+++ Provided material

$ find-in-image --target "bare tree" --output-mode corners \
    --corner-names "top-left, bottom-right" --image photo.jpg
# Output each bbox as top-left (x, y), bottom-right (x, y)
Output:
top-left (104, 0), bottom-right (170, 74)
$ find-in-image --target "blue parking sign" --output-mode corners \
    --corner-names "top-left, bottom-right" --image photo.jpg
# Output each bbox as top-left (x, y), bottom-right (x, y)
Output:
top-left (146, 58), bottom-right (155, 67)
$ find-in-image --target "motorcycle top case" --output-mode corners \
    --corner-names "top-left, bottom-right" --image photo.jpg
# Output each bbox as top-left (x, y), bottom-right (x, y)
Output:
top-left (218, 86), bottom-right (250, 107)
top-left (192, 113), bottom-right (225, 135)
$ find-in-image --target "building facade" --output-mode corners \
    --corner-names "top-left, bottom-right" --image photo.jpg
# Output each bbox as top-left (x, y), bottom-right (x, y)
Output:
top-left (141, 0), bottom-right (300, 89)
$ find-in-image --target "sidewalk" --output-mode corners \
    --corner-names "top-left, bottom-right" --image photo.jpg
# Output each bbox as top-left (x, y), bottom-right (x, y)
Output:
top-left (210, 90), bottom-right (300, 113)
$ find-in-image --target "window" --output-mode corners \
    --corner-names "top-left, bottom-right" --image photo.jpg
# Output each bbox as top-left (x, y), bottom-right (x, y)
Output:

++++++

All lines above with the word "mode" need to be reported.

$ find-in-image --target "bare tree" --output-mode corners \
$ find-in-image --target "blue parking sign" --output-mode corners \
$ find-in-image --target "motorcycle top case" --output-mode corners \
$ find-in-image --target "building facade" --output-mode corners \
$ find-in-image --target "sidewalk" --output-mode corners \
$ find-in-image --target "window" --output-mode corners \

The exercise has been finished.